Heinz Grill und Der neue Yogawille

Heinz Grill  (geb. 1960 in Deutschland)

begründete in den letzten 30 Jahren einen zeitgemäßen geistigen Schulungsweg, den „Neuen Yogawillen“ und lebt heute am Gardasee in Italien.

Er ist spiritueller Lehrer, Yogalehrer, Heilpraktiker, Alpinist und Schriftsteller mit einem umfassenden Werk von 60 Büchern.

Sein Lebenswerk versteht er nicht als einen neuen Yogastil oder Yogarichtung. Vielmehr möchte er die Individuation des Einzelnen fördern, die ganz unabhängig von einer Yogarichtung oder religiösen Überzeugung ist. Dieser Schulungsweg kann daher auf ganz freie Weise alle Übungspraktiken und Lebensbereiche bereichern und mit neuen Erkenntnissen durchdringen.

 

Ein Weg von oben nach unten

Auf der Grundlage des klassischen Yoga und der Anthroposophie erforschte er in einer ganz persönlichen Forschungsarbeit seelische und geistige Gesetzmäßigkeiten und deren Auswirkung auf den heutigen Menschen in der westlichen Kultur.

» ARBEITSAUFTRÄGE:
1) Kürze im Text über Heinz Grill den Absatz, der mit „Sein Lebenswerk versteht er“ beginnt, zu einer Stichpunktliste mit seinen wesentlichen Aussagen.
2) Gib den Teil der Einträge, der mit der ersten Zeile beginnt und mit der Zeile endet, die „pixel 281 297“ enthält, vollständig wieder, beide Grenzzeilen eingeschlossen und die Aufträge unverändert. Multipliziere dabei jede Koordinate in den Lösungen mit 0,4 und runde auf ganze Zahlen, wobei halbe Werte aufgerundet werden.

» DATENEINTRÄGE:
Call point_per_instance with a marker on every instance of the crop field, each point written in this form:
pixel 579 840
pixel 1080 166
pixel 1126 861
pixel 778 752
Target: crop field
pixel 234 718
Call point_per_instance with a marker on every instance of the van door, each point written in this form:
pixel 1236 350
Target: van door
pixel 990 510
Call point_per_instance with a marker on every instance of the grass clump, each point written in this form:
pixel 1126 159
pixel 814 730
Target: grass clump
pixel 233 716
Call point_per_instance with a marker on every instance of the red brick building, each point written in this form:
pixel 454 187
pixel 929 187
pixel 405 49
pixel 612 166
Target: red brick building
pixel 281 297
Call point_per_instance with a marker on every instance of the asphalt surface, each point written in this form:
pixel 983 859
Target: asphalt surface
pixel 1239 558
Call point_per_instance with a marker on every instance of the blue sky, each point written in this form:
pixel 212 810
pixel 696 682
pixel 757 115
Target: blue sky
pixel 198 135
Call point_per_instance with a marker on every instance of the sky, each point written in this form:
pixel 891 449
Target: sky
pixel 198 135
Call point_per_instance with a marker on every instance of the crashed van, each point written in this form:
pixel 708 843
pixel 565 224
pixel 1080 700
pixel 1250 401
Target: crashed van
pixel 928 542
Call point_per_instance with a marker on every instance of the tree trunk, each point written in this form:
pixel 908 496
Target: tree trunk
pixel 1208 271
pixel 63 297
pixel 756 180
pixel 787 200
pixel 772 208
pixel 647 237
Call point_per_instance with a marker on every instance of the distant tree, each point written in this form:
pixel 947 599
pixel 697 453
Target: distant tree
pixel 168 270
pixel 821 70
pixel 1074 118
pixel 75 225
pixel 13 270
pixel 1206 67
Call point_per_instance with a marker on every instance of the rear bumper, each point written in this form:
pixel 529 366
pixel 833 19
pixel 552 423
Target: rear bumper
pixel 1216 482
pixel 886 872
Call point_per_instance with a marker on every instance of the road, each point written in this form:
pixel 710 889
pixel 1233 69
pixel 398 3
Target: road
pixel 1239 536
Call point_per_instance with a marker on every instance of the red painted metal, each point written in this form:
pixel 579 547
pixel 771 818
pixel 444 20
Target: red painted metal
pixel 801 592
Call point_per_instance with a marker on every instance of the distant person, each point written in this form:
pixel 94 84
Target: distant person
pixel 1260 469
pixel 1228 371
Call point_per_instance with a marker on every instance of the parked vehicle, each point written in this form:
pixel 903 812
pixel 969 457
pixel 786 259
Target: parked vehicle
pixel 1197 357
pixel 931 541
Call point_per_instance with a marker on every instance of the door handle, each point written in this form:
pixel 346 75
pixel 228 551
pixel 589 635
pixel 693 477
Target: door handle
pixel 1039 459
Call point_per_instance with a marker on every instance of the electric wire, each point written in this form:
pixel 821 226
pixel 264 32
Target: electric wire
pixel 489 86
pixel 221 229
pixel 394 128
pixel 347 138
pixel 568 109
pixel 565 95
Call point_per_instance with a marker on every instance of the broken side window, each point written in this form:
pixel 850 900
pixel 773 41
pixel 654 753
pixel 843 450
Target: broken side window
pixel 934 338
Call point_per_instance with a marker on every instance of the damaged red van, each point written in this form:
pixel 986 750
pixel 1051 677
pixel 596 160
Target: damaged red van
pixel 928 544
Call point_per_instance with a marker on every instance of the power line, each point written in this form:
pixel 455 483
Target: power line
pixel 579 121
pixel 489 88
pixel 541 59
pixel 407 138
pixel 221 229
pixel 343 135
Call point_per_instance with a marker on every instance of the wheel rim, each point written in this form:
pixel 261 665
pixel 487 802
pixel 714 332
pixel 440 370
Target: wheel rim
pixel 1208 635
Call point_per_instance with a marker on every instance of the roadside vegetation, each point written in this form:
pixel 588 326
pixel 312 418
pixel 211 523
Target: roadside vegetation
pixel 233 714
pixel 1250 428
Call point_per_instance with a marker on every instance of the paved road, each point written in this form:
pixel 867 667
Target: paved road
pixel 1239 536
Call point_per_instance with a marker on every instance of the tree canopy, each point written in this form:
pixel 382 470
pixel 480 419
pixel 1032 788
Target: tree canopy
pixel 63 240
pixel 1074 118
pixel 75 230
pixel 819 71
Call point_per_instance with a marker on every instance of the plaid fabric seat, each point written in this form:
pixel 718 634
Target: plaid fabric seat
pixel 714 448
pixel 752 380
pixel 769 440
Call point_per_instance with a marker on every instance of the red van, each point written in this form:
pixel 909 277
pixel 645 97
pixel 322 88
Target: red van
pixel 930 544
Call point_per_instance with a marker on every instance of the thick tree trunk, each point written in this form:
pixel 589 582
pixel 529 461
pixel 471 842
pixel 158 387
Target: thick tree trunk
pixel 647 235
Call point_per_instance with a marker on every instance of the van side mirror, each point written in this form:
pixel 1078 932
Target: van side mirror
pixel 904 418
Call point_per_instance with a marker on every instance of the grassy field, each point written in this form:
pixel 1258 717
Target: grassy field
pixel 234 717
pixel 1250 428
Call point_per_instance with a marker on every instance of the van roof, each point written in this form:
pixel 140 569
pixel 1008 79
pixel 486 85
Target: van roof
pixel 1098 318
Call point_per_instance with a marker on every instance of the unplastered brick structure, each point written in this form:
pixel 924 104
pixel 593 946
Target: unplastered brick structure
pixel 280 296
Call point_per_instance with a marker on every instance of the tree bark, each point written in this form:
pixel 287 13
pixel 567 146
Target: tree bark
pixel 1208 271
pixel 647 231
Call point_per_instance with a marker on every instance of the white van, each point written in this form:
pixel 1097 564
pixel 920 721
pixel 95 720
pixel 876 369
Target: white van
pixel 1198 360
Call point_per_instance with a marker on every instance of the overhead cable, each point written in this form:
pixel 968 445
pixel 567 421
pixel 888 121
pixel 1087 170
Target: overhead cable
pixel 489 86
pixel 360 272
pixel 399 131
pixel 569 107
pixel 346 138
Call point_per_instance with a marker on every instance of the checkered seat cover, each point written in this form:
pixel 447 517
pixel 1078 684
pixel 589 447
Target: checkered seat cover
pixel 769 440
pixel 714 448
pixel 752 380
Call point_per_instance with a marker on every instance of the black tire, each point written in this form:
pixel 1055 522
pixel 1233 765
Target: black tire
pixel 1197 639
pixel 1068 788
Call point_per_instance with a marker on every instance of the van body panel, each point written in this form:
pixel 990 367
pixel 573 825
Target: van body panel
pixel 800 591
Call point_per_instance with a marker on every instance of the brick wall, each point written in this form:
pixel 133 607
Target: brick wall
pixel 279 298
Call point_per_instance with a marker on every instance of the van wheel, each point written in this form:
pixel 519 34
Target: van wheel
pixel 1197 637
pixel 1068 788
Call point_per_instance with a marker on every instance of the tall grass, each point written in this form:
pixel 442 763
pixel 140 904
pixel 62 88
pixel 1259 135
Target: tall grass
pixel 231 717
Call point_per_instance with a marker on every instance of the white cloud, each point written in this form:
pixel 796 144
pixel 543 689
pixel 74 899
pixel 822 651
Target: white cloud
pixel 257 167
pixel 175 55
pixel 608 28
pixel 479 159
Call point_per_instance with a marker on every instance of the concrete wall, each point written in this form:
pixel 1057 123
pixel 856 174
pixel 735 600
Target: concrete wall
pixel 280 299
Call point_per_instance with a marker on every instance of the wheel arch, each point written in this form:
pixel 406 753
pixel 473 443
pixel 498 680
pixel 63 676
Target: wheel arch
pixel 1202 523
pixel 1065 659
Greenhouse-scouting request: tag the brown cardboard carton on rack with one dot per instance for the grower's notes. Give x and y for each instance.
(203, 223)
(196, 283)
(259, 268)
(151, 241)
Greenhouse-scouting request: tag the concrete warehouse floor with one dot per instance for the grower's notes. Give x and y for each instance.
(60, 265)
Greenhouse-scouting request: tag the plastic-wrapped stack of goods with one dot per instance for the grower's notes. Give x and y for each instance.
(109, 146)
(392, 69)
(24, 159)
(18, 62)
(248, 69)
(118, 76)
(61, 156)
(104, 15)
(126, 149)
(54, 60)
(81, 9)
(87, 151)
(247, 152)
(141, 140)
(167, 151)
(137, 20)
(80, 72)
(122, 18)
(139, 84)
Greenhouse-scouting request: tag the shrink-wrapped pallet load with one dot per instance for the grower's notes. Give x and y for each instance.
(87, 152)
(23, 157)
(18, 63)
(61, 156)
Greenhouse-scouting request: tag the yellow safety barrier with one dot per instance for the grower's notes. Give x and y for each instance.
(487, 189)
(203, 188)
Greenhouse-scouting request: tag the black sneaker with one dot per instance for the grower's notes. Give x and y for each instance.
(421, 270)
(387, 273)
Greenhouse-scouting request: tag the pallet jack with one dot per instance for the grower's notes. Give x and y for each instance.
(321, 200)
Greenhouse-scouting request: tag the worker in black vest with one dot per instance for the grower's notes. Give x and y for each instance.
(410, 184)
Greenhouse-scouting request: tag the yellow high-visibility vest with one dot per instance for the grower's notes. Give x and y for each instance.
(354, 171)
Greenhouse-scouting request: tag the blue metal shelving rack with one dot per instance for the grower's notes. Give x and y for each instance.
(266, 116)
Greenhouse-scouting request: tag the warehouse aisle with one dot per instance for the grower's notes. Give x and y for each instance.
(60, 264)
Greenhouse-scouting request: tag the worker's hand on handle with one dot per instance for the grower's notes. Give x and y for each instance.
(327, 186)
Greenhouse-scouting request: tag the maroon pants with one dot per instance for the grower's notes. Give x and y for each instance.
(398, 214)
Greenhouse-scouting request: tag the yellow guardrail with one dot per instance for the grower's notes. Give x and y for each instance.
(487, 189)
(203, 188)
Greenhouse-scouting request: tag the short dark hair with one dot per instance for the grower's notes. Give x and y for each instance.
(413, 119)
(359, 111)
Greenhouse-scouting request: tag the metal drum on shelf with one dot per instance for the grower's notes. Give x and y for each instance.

» ERGEBNISSE JE AUFGABE:
1)
- Grill versteht sein Lebenswerk nicht als neuen Yogastil oder als neue Yogarichtung.
- Er will die Individuation des Einzelnen fördern, unabhängig von Yogarichtung oder religiöser Überzeugung.
- Deshalb kann der Schulungsweg auf freie Weise alle Übungspraktiken und Lebensbereiche bereichern und mit neuen Erkenntnissen durchdringen.

2)
Call point_per_instance with a marker on every instance of the crop field, each point written in this form:
pixel 579 840
pixel 1080 166
pixel 1126 861
pixel 778 752
Target: crop field
pixel 94 287
Call point_per_instance with a marker on every instance of the van door, each point written in this form:
pixel 1236 350
Target: van door
pixel 396 204
Call point_per_instance with a marker on every instance of the grass clump, each point written in this form:
pixel 1126 159
pixel 814 730
Target: grass clump
pixel 93 286
Call point_per_instance with a marker on every instance of the red brick building, each point written in this form:
pixel 454 187
pixel 929 187
pixel 405 49
pixel 612 166
Target: red brick building
pixel 112 119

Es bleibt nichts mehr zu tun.